* **What you are asked to do**
Down to the last line, restate the records word for word, but not the pictures.

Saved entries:
##########
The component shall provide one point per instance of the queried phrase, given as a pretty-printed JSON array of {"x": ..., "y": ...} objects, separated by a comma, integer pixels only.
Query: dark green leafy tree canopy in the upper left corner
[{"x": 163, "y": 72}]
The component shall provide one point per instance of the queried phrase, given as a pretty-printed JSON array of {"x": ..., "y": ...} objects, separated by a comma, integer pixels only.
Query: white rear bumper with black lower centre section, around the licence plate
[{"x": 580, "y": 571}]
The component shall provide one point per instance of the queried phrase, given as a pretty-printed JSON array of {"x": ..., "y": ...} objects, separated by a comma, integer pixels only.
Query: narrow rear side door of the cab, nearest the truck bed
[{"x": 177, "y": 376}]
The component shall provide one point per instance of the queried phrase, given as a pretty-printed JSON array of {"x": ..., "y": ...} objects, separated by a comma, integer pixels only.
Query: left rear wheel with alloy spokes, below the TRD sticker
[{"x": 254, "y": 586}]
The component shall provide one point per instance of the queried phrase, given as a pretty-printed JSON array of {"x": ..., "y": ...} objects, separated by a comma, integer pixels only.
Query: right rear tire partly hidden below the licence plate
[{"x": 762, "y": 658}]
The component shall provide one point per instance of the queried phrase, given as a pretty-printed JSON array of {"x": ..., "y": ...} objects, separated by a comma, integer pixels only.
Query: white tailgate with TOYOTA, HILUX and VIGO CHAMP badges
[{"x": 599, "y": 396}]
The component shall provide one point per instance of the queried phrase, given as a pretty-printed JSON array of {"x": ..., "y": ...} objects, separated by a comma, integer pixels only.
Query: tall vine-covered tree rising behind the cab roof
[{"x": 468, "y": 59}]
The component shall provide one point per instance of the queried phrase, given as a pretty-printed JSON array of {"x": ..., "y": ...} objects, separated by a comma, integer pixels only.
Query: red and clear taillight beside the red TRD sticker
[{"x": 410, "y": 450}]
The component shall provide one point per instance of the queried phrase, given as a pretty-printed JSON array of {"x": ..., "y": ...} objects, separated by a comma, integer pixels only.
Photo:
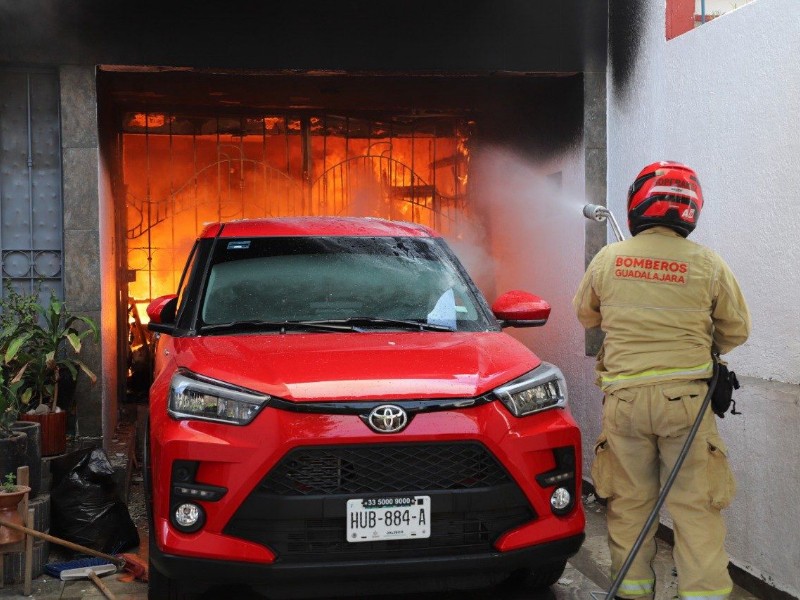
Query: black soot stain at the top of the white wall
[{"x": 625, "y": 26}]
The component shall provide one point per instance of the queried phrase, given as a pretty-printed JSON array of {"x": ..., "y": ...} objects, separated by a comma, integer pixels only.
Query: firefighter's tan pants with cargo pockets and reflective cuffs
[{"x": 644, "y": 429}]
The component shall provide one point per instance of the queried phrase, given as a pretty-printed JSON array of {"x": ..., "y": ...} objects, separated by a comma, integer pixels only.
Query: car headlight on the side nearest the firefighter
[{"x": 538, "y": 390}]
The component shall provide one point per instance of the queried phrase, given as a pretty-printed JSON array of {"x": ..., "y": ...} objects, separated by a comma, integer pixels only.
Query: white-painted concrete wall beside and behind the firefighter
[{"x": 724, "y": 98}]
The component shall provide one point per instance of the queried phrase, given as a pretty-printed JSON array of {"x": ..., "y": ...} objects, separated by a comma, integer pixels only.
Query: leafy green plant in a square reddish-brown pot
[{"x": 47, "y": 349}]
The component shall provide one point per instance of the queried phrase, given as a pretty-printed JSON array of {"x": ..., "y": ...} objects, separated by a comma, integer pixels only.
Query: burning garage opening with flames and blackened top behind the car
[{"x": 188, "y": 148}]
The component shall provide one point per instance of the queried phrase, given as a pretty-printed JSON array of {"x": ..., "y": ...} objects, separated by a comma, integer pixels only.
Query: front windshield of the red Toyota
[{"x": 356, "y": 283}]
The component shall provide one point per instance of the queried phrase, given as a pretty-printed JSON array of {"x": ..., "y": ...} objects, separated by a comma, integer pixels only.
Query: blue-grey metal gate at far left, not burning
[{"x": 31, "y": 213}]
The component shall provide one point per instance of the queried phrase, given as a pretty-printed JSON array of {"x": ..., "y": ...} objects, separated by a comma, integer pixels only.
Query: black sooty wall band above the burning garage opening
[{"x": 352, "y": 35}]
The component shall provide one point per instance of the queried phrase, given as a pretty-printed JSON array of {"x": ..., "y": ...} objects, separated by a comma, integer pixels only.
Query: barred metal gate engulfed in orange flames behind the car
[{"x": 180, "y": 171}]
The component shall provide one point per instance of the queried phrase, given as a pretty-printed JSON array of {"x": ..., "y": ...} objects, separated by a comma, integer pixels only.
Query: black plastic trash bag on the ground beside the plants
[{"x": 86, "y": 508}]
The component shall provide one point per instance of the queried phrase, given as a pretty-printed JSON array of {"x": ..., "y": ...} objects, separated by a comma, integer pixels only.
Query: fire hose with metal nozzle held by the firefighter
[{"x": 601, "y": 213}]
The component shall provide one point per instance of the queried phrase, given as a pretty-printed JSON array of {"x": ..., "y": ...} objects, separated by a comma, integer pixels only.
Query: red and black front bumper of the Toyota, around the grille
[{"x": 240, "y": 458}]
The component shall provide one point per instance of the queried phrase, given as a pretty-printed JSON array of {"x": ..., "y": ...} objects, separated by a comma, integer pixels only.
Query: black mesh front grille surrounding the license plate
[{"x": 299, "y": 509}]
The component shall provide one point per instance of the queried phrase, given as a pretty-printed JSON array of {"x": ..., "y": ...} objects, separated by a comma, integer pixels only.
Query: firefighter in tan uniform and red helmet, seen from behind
##########
* **Written answer**
The component shall provide one point per instance of the queried phrase, given as a pretty-printed JSON array of {"x": ..., "y": ...} objects, separated by a comma, integer pixels only.
Query: dark green leafy tree canopy in the upper left corner
[{"x": 163, "y": 72}]
The component shall provide one point per instance of the queried phrase, given as a pretty-printed JSON array of {"x": ..., "y": ...} objects, separated by a comma, integer pixels only.
Query: white rear bumper with black lower centre section, around the licence plate
[{"x": 580, "y": 571}]
The component shall provide one point per instance of the queried phrase, given as a pretty-printed JSON array of {"x": ..., "y": ...} objects, separated by a comma, integer pixels only.
Query: narrow rear side door of the cab, nearest the truck bed
[{"x": 177, "y": 376}]
The component shall provide one point per instance of the queried phrase, given as a pretty-printed JSON array of {"x": ..., "y": ...} objects, separated by a comma, integer pixels only.
Query: left rear wheel with alloy spokes, below the TRD sticker
[{"x": 254, "y": 586}]
The component shall provide one point per instance of the queried phrase, given as a pretty-printed JSON array of {"x": ..., "y": ...} objects, separated by a comma, integer pixels only.
Query: right rear tire partly hidden below the licence plate
[{"x": 762, "y": 658}]
The component shall provide one point per instance of the queried phrase, given as a pretty-printed JSON array of {"x": ..., "y": ...} objects, separated by a comma, integer pixels only.
Query: white tailgate with TOYOTA, HILUX and VIGO CHAMP badges
[{"x": 599, "y": 396}]
The component shall provide one point per instance of the queried phrase, given as a pretty-printed JSON array of {"x": ..., "y": ...} objects, separated by a comma, integer pixels only.
Query: tall vine-covered tree rising behind the cab roof
[{"x": 468, "y": 59}]
The component shall provide one point per instance of the queried phrase, given as a pretty-printed JSON array of {"x": ..., "y": ...} objects, separated by a comma, integer pixels only.
Query: red and clear taillight beside the red TRD sticker
[{"x": 410, "y": 450}]
The component shall provide one point per instance of the queried phrase, given as a pretty-printed JSON array of {"x": ..., "y": ...} objects, separated by a comma, integer pixels only.
Photo:
Query: black soot stain at the top of the white wall
[{"x": 625, "y": 26}]
The component shall provide one point per instance of the queried phrase, given as a pretty-printed JSON array of {"x": ..., "y": ...} objects, separated by a comma, integer pixels only.
Query: firefighter's tan pants with cargo pockets and reflective cuffs
[{"x": 644, "y": 429}]
The component shall provide one point per instance of the queried phrase, given as a pretty-printed JSON array of {"x": ..., "y": ...} objects, separated by a comma, integer pixels only.
Query: car headlight on the side nearest the firefighter
[{"x": 538, "y": 390}]
The component shall provide one point per instance of the queried phrase, given as a pretty-printed JSON array of {"x": ..., "y": ...} objects, separated by a comma, integer pixels only.
Query: white-painted concrete wall beside and behind the firefighter
[{"x": 724, "y": 98}]
The component shall provide one point per instance of the queried phrase, given as a pretty-printed JSON array of {"x": ..., "y": ...} objects, separated by a comma, integer pixels only.
Query: leafy green plant in a square reddish-brown pot
[{"x": 47, "y": 349}]
The component shall provide one point per instance of the queried phrase, given as a pretty-printed JSON array of {"x": ..., "y": ...} objects, separated by a comma, integer pixels only.
Query: burning garage opening with flames and blackened top behind the car
[{"x": 188, "y": 148}]
The component shall provide one point per instance of the queried phrase, given as a pretty-printed JSON array of {"x": ..., "y": ...} objects, separated by a comma, integer pixels only.
Query: front windshield of the red Toyota
[{"x": 356, "y": 283}]
The component shall provide one point per instance of the queried phrase, given as a pretty-printed JSON array of {"x": ..., "y": ...} objects, separated by a comma, integer pixels only.
Query: blue-grey metal gate at far left, not burning
[{"x": 31, "y": 213}]
The component shall provide one point per instance of the queried phrase, given as a pretty-printed JSON array of {"x": ..., "y": ...} objects, separated by a comma, integer pixels only.
Query: black sooty wall band above the burning garage opening
[{"x": 352, "y": 35}]
The component shall provide one point per instance of the queried phrase, given as a pretty-printed JSON array of {"x": ..., "y": ...} objects, separated by a comma, integer pixels only.
Query: barred metal gate engulfed in orange flames behind the car
[{"x": 180, "y": 171}]
The component shall provide one point per instance of the queried phrase, given as a pretty-printed JSON array of {"x": ..., "y": ...} objects, separated by a comma, integer pixels only.
Query: black plastic trash bag on the ground beside the plants
[{"x": 86, "y": 508}]
The component shall provide one point per instance of the queried phrase, given as a pretty-printed JSON array of {"x": ..., "y": ...} objects, separated by a comma, integer pixels only.
Query: fire hose with metal nozzle held by the firefighter
[{"x": 601, "y": 213}]
The component shall provide one point per instance of the queried phrase, given as a pretty-printed JSON array of {"x": ..., "y": ...} objects, separated by a comma, integer pixels only.
Query: red and black front bumper of the Toyota, around the grille
[{"x": 240, "y": 458}]
The component shall provide one point per instance of the queried phrase, given as a pretty-printed JSON array of {"x": ..., "y": ...} objects, separated by a comma, integer pixels only.
Query: black mesh front grille surrounding the license plate
[{"x": 299, "y": 509}]
The component shall provide one point per instance of the queried phrase, given as a pretty-printed JSON array of {"x": ..., "y": ...} objects, separated by a comma, integer pixels only.
Query: firefighter in tan uniform and red helmet, seen from behind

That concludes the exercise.